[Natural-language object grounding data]
--------

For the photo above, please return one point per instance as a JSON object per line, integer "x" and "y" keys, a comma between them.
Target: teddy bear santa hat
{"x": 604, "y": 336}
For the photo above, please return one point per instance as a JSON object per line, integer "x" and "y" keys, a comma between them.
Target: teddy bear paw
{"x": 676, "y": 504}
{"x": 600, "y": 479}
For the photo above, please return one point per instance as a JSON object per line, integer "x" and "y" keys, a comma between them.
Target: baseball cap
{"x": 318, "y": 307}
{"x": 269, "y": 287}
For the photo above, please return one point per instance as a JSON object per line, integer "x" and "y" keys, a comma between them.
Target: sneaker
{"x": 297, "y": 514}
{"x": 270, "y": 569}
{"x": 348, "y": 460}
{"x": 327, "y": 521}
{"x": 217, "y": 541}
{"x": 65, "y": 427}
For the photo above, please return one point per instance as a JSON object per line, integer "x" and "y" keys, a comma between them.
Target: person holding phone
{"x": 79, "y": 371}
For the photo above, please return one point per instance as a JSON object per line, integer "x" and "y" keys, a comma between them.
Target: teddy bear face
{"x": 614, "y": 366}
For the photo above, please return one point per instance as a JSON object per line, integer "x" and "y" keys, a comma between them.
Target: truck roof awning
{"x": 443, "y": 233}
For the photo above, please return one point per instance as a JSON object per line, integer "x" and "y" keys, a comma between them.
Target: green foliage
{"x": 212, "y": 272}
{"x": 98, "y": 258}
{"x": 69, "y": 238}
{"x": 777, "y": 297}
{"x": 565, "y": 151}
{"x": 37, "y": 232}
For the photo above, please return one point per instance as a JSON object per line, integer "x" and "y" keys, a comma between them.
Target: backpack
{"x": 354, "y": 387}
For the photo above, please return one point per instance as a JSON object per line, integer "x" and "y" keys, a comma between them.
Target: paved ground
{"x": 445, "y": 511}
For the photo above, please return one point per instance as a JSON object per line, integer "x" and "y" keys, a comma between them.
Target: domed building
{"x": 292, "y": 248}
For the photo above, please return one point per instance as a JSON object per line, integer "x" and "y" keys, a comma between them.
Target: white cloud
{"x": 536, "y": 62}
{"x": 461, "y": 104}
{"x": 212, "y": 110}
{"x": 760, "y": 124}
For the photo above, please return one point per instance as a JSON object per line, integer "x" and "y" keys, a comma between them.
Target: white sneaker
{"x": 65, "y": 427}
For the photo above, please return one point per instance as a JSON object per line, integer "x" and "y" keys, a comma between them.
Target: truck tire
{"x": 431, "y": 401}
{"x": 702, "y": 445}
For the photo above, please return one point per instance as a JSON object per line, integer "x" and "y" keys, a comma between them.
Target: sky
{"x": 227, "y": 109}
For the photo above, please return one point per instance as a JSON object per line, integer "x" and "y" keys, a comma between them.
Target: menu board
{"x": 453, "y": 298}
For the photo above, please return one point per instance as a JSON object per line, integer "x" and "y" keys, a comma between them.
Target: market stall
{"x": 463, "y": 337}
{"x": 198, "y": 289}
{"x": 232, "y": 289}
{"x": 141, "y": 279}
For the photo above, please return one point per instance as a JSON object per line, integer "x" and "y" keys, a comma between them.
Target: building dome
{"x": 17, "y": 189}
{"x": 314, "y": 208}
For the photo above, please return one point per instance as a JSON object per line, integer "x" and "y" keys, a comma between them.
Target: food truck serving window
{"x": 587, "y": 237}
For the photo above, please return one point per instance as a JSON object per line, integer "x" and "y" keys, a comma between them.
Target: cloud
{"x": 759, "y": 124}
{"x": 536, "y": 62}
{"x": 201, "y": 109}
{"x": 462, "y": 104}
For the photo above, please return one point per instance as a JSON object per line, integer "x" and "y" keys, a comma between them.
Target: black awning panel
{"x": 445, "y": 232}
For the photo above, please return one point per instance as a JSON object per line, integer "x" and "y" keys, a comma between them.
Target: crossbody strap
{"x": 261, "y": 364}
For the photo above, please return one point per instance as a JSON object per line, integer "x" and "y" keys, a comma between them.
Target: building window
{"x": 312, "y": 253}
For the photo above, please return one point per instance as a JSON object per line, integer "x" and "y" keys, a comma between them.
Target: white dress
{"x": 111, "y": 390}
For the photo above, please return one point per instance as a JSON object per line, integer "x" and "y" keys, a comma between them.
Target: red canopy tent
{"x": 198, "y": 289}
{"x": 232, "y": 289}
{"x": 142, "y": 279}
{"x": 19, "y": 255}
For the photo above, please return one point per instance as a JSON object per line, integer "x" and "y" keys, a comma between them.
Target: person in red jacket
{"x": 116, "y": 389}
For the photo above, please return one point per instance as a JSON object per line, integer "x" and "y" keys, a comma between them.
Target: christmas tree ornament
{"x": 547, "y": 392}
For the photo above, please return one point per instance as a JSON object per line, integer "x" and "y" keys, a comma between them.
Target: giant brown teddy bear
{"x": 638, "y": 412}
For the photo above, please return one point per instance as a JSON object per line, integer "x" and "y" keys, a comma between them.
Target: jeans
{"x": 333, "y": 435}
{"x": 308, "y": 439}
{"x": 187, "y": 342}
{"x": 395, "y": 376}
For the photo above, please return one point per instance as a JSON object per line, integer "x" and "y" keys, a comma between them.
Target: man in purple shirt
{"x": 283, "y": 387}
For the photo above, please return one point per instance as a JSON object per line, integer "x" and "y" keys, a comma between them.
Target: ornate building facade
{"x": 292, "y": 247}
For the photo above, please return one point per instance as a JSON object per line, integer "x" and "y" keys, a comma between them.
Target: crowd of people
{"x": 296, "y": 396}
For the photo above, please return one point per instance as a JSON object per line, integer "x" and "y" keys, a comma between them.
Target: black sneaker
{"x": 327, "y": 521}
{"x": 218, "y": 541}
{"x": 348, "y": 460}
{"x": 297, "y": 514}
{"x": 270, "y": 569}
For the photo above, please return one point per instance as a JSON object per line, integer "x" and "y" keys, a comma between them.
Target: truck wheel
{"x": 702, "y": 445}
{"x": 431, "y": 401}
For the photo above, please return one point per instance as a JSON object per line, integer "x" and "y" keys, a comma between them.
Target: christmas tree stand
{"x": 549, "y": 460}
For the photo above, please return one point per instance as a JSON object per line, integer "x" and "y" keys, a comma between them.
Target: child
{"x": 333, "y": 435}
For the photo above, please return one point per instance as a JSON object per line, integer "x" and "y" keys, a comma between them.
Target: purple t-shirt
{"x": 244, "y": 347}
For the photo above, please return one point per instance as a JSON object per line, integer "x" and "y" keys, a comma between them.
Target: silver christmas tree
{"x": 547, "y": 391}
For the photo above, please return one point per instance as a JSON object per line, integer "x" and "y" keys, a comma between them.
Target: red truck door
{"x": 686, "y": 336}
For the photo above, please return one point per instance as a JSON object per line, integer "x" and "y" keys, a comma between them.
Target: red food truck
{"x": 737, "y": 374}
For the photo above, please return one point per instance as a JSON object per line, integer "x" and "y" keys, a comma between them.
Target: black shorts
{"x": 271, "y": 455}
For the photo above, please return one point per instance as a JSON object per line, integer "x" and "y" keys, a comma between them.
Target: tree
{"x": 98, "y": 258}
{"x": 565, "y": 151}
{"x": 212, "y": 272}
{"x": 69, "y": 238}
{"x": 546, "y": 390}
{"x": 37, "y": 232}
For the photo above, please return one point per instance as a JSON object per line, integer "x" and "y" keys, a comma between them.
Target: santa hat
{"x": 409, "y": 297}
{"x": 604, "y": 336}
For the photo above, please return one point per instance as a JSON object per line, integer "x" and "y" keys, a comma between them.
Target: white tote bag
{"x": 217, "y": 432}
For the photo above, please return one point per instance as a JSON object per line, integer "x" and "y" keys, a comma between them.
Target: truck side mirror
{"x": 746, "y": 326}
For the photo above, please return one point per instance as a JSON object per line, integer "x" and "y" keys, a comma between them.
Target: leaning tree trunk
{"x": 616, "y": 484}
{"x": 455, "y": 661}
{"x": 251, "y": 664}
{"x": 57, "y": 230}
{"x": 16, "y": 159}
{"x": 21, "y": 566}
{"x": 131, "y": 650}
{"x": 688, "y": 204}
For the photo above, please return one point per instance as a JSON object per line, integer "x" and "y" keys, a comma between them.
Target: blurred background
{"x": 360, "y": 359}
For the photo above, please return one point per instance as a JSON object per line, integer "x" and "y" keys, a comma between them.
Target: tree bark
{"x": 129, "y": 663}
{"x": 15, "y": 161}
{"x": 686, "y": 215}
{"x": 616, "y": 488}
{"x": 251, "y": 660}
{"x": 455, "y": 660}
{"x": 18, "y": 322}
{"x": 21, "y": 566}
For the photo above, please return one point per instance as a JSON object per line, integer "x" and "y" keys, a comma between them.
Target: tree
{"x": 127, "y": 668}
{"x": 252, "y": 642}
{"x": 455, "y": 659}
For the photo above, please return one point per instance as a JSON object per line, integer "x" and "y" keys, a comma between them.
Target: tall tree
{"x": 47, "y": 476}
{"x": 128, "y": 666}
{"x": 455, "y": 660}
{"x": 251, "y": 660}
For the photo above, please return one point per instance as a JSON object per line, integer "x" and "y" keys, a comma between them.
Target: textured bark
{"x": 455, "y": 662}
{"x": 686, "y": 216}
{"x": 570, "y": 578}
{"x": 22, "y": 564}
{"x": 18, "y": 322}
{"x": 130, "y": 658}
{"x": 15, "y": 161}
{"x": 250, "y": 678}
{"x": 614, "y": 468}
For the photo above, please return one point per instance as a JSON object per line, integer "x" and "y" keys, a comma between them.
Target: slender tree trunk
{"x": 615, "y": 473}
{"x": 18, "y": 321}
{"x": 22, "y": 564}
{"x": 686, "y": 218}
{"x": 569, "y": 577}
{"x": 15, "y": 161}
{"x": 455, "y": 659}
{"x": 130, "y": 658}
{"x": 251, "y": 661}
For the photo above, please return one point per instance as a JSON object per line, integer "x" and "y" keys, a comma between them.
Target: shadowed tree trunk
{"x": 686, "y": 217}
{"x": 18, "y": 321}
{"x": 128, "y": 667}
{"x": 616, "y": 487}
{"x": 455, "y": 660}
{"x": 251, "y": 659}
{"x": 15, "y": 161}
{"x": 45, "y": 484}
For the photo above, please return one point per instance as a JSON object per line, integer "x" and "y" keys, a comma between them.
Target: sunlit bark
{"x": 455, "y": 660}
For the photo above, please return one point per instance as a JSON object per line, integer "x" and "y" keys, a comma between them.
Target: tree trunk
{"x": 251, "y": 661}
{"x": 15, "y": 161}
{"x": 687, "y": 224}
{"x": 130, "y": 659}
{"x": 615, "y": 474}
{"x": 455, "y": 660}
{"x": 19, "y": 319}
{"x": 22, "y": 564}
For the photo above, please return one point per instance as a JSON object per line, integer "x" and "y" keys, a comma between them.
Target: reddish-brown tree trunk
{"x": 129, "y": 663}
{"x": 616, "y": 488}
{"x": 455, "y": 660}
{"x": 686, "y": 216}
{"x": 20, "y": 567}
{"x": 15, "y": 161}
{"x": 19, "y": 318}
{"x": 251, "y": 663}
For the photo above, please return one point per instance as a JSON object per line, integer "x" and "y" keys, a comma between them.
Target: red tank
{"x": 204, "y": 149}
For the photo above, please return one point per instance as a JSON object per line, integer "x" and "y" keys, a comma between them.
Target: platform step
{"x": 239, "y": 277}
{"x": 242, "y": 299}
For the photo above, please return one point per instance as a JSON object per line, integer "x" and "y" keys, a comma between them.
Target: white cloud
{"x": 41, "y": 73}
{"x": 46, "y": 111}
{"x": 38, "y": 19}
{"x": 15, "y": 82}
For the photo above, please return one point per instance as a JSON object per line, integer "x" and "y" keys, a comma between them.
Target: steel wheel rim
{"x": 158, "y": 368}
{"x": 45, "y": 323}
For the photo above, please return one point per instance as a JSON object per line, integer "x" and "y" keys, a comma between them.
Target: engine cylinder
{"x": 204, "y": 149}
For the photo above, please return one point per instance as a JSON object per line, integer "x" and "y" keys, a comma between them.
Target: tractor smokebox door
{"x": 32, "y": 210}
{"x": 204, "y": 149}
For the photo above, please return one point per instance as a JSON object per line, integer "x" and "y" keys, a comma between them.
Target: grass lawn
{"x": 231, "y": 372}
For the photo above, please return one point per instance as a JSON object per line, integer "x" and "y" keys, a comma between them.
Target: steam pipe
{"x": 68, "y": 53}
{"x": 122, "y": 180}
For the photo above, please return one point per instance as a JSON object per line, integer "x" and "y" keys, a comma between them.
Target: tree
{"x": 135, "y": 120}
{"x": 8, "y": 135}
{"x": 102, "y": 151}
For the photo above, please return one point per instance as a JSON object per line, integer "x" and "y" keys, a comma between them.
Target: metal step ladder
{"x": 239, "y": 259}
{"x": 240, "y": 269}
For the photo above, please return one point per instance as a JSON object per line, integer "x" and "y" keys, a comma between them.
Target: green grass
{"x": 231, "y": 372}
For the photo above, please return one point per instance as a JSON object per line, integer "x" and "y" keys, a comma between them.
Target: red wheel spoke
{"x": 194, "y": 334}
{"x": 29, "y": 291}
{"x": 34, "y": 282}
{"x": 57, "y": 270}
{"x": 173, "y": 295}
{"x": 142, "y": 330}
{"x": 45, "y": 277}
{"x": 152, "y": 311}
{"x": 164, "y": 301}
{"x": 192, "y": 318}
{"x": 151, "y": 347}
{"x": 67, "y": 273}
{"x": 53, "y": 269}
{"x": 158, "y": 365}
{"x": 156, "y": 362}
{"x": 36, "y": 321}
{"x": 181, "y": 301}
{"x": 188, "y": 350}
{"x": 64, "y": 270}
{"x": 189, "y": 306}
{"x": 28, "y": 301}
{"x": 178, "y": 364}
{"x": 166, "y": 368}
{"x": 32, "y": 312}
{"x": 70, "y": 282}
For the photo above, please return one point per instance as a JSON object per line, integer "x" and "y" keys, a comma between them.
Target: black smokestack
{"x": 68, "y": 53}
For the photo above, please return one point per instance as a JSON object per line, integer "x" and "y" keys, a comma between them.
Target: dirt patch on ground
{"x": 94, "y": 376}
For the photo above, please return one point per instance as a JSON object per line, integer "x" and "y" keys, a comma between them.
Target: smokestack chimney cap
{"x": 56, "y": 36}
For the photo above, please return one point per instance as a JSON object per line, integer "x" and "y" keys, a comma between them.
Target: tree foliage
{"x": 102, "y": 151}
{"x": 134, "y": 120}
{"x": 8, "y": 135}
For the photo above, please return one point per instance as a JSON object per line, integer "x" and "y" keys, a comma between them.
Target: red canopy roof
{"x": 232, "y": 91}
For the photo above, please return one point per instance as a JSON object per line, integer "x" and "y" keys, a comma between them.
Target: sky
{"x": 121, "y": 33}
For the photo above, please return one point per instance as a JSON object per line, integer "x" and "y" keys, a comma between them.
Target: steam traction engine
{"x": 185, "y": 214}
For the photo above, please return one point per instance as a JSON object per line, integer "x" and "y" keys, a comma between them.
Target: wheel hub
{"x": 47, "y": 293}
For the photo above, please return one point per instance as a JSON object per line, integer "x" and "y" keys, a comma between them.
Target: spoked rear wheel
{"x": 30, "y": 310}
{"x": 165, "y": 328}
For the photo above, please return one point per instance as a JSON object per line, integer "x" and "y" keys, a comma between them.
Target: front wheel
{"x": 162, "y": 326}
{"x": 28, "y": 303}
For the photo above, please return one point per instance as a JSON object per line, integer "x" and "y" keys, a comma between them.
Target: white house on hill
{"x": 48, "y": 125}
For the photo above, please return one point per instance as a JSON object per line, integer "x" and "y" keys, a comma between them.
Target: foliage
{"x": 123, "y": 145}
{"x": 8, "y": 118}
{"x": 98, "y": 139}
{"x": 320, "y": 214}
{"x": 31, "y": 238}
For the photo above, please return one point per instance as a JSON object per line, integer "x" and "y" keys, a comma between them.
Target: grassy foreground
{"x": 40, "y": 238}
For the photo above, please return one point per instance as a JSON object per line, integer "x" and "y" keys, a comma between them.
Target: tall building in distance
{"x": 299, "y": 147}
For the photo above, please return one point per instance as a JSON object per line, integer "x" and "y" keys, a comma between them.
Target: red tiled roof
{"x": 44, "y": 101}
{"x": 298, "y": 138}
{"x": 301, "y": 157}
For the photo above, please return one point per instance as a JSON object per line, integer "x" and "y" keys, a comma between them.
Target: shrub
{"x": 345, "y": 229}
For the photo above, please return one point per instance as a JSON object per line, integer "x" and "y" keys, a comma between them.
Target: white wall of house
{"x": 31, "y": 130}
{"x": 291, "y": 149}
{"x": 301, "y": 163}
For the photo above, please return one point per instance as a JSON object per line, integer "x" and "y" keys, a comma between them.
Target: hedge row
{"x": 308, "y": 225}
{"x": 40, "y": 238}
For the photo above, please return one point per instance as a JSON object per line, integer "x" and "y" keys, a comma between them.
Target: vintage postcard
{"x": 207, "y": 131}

--------

## Your goal
Your output should be an exact copy of the lines from the one containing "Target: hedge row" through the last line of the data above.

## Problem solution
Target: hedge row
{"x": 308, "y": 225}
{"x": 40, "y": 238}
For the photo above, please return one point per instance as a JSON object per line, integer "x" and "y" keys, a comma between them.
Target: vintage postcard
{"x": 207, "y": 131}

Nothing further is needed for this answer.